DESCRIPTION OF THE TASK
From the newsgroup post on scaling network inputs below, list each summary statistic given for variable X, with its value.

***** SELECTED EXCERPT *****

Newsgroups: comp.ai.neural-nets
Path: cantaloupe.srv.cs.cmu.edu!bb3.andrew.cmu.edu!newsfeed.pitt.edu!gatech!newsfeed.internetmci.com!in2.uu.net!news.interpath.net!sas!mozart.unx.sas.com!saswss
From: saswss@hotellng.unx.sas.com (Warren Sarle)
Subject: Re: Transformation/Scaling of Inputs
Originator: saswss@hotellng.unx.sas.com
Sender: news@unx.sas.com (Noter of Newsworthy Events)
Message-ID: <DoCKBw.6rt@unx.sas.com>
Date: Sat, 16 Mar 1996 06:21:32 GMT
X-Nntp-Posting-Host: hotellng.unx.sas.com
References:  <4id3nc$nke@newsbf02.news.aol.com>
Organization: SAS Institute Inc.
Lines: 52


In article <4id3nc$nke@newsbf02.news.aol.com>, rhughesmd@aol.com (RHughesMD) writes:
|> I am working my way through a neural network package, and would like some
|> input on the best way to transform or scale input data.  For example, if I
|> have variable X, and I know the following information:
|> 
|>            mean x  =  119.94
|>            stddev x = 301.74
|>            min x    =  0
|>            Q1 x    = 16.45
|>            mid x   = 40.64
|>            Q3 x   =  108.23
|>            max x   = 27840
|> 
|> What is the best way to scale this input to a range of 0 - 1, and still
|> represent the data accurately to the neural network ?

Rats! Here I've just added an answer in the FAQ to "Should I 
normalize/standardize/rescale the data?" and I forgot to address
this scaling-the-input-to-[0,1] thing. Oh, well. The following
paragraphs will appear in the FAQ on Sunday or Monday:

   There is a common misconception that the inputs to a multilayer
   perceptron must be in the interval [0,1]. There is in fact no such
   requirement, although there often are benefits to standardizing the
   inputs as discussed below. [in the FAQ, not this post]

   If your output activation function has a range of [0,1], then
   obviously you must ensure that the target values lie within that
   range. But it is generally better to choose an output activation
   function suited to the distribution of the targets. See "Why use
   activation functions?"

***** DATA SEGMENT *****

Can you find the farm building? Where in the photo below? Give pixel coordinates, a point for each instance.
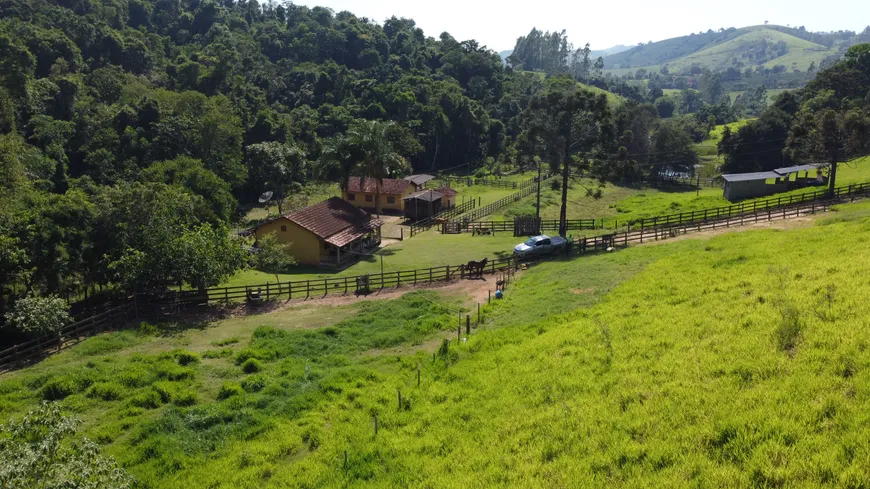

*****

CORRECT ANSWER
- mean: 119.94
- standard deviation: 301.74
- minimum: 0
- Q1: 16.45
- mid: 40.64
- Q3: 108.23
- maximum: 27840